--- START ---

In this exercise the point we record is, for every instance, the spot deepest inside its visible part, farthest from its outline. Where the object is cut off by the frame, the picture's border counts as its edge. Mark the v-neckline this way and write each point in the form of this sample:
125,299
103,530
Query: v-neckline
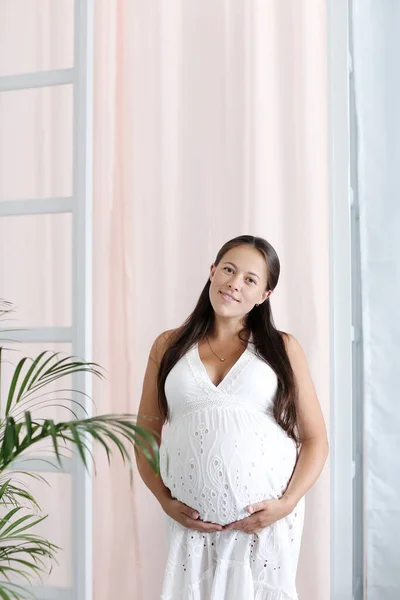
228,377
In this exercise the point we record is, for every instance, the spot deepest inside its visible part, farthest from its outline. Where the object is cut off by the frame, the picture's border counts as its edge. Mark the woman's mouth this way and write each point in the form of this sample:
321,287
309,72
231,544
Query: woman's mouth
228,298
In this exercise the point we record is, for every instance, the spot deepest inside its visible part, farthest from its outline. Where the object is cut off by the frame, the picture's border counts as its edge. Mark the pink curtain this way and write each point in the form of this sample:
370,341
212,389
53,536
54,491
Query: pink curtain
210,122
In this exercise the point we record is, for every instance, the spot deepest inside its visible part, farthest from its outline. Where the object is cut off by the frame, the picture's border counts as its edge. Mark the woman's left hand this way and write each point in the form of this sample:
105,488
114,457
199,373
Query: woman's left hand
262,514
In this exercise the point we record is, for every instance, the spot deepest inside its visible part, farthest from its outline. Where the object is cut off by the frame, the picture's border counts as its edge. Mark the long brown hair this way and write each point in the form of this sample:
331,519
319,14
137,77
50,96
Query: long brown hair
268,341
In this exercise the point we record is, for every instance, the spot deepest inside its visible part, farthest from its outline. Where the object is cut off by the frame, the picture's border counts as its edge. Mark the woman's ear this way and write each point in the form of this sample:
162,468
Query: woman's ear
212,271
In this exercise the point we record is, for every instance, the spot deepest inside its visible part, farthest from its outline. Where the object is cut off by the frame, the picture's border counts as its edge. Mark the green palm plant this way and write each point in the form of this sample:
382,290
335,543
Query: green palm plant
24,555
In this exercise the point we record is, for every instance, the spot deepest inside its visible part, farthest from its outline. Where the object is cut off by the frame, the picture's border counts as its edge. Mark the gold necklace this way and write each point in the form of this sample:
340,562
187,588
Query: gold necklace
215,354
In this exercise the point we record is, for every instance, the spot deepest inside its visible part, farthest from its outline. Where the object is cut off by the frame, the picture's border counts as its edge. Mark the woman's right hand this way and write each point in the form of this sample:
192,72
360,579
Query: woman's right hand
188,517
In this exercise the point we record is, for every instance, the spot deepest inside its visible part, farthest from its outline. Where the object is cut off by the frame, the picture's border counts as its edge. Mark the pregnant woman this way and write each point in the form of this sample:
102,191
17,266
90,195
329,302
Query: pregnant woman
246,437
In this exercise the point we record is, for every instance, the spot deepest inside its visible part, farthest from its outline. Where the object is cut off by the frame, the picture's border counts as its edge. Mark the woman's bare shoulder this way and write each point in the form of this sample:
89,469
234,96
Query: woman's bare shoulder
160,345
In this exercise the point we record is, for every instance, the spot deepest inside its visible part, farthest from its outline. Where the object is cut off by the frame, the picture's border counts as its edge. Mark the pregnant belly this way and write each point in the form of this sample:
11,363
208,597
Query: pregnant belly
218,461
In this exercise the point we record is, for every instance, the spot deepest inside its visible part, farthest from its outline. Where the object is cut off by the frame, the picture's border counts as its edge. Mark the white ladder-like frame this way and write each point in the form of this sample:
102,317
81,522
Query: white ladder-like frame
80,333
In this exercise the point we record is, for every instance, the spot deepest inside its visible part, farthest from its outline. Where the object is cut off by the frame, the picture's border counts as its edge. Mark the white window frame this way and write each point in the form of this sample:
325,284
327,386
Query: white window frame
80,76
346,407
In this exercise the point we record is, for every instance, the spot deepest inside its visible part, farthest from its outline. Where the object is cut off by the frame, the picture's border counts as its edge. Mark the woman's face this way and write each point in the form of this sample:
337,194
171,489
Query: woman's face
241,274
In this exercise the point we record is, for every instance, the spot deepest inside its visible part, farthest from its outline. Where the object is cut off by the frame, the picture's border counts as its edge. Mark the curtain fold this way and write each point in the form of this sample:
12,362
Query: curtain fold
210,122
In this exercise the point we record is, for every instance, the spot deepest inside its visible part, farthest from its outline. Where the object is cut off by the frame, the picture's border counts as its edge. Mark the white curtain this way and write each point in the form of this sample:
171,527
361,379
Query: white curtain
376,28
210,122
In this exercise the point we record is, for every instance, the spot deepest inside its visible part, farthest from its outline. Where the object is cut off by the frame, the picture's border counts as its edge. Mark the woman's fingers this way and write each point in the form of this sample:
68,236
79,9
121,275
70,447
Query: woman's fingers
202,525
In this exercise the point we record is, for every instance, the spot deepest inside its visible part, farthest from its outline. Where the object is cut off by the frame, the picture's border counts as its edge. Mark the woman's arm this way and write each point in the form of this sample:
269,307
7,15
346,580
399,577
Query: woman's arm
314,441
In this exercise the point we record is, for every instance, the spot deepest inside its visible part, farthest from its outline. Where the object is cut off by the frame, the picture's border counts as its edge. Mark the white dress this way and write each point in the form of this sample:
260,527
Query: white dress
221,453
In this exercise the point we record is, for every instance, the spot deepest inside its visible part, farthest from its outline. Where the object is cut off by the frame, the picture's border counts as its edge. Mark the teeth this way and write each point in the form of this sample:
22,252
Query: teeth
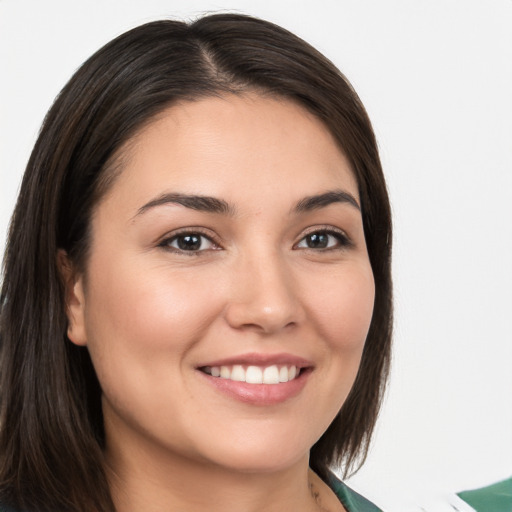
254,374
283,374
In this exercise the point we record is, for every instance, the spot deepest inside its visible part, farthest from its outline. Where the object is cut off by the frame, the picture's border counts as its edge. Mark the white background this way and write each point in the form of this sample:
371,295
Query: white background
436,78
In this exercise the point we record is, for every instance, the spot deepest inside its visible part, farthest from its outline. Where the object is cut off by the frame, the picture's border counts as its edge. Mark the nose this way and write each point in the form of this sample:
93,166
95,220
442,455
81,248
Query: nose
264,296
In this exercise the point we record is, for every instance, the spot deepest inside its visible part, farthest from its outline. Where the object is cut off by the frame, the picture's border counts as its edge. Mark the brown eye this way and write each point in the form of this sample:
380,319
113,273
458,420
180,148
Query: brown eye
323,240
189,242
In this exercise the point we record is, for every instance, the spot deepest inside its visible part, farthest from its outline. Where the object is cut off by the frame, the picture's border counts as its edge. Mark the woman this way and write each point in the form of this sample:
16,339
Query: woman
196,308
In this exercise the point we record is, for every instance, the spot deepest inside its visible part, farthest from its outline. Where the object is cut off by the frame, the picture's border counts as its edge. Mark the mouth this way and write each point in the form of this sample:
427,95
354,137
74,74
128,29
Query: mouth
258,379
273,374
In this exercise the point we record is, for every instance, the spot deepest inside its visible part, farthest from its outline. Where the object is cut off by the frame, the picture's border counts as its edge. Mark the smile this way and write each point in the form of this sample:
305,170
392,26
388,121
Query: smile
273,374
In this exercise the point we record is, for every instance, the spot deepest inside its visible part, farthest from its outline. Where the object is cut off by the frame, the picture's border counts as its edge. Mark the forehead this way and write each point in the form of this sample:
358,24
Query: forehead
235,144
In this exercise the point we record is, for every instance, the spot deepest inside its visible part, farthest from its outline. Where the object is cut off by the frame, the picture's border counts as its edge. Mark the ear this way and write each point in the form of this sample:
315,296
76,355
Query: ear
74,297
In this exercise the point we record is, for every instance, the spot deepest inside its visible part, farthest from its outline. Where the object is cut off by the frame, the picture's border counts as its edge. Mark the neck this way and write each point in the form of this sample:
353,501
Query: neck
180,484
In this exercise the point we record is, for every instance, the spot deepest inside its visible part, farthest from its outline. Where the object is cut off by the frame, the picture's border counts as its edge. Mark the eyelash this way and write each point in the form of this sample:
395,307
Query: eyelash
342,241
166,242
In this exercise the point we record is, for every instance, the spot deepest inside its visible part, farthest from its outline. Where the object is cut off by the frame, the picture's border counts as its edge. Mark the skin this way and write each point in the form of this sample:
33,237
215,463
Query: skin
150,313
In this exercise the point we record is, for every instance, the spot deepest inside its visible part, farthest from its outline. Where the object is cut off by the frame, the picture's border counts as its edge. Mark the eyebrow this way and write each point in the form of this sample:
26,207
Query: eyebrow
194,202
322,200
214,205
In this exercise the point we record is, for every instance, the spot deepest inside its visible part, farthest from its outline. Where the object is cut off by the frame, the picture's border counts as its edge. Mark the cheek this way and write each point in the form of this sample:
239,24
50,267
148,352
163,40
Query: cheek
344,308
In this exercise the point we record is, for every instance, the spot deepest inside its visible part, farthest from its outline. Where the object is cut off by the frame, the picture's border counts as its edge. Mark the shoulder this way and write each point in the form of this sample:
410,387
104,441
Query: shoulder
350,499
494,498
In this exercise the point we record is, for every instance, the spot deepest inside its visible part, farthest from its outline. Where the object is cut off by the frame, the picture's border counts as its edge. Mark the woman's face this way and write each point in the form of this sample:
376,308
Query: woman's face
228,291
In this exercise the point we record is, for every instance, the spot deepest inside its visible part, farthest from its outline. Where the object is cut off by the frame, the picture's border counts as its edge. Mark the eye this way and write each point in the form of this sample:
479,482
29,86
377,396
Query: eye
324,239
189,242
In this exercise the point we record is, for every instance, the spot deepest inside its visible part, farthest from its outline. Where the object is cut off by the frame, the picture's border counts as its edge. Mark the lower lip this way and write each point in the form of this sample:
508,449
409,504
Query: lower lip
259,394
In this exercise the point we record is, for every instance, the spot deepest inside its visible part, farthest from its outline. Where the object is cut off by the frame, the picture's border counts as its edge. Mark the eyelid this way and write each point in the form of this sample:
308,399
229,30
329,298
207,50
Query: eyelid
344,239
164,241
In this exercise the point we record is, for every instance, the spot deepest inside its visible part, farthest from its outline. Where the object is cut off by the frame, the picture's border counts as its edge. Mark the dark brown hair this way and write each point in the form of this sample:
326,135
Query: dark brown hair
51,435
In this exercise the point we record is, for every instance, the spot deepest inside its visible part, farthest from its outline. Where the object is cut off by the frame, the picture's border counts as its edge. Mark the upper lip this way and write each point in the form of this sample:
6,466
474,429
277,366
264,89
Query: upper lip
257,359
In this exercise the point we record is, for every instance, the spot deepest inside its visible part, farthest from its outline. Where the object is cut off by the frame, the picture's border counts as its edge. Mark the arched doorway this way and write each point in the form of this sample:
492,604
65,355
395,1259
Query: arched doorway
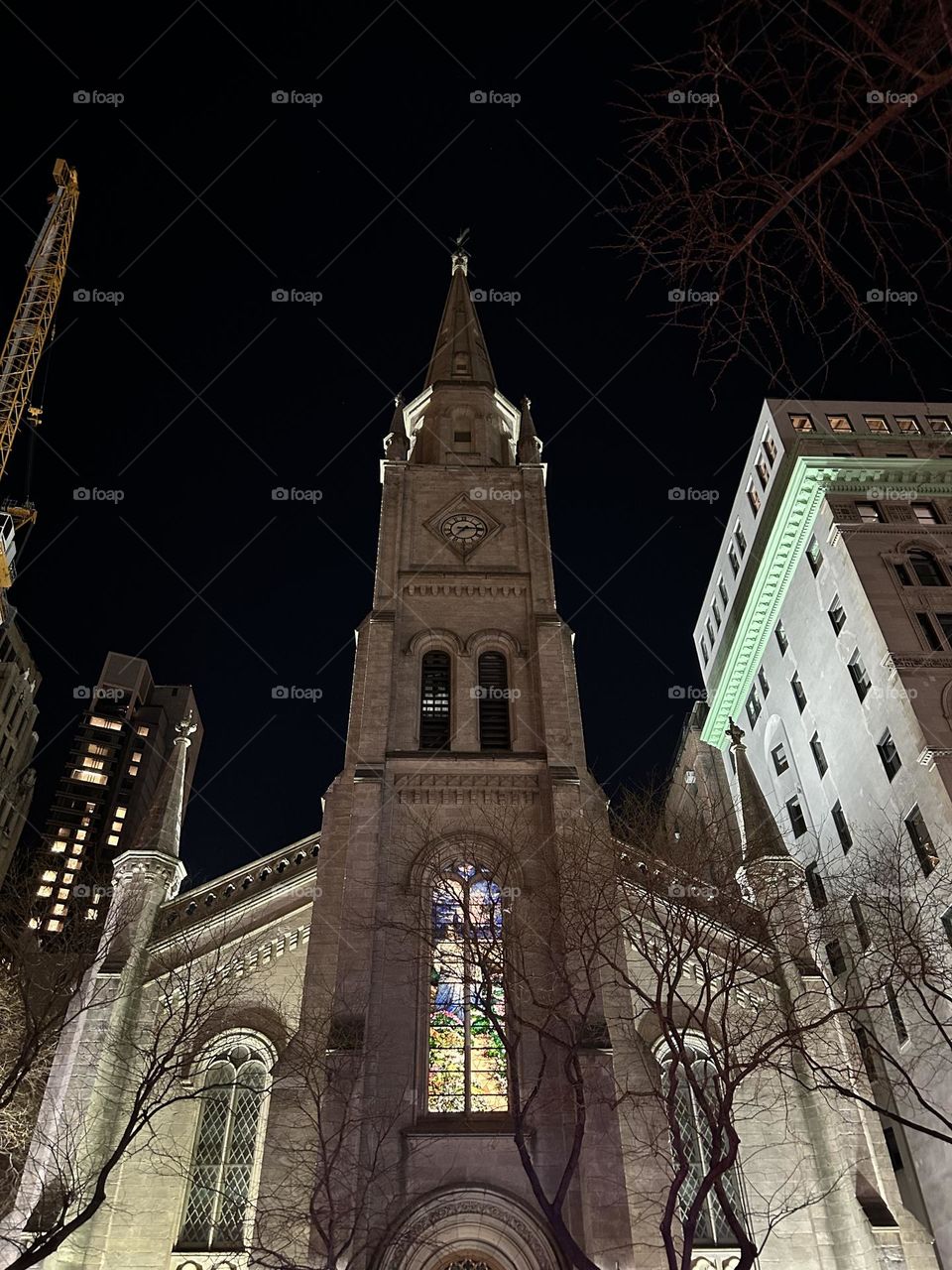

--- END ---

*Your instructions*: Each line above with the word "arched" needs to be copied.

*Output of the exercise*:
In this exercise the point we record is, for every instance, the spot deepest inside its visible part, farthest from its outline. Where the object is cut off by the frame, the picture's border counts as its edge. Mark the arched doorway this way and write each point in the form of this sample:
Query: arched doorway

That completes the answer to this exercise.